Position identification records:
::::
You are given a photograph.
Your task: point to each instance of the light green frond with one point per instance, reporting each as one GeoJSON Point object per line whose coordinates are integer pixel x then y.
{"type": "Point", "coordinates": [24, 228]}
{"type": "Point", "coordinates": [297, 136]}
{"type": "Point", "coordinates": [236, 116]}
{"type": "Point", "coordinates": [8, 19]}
::::
- [What to work on]:
Give the lines of every item again without any change.

- [Complete output]:
You are given a photograph.
Your task: point to each instance of the light green frond with one point per instance, reporting each as one GeoJSON Point object per line whose coordinates are integer pixel x then y.
{"type": "Point", "coordinates": [24, 228]}
{"type": "Point", "coordinates": [297, 136]}
{"type": "Point", "coordinates": [236, 116]}
{"type": "Point", "coordinates": [8, 19]}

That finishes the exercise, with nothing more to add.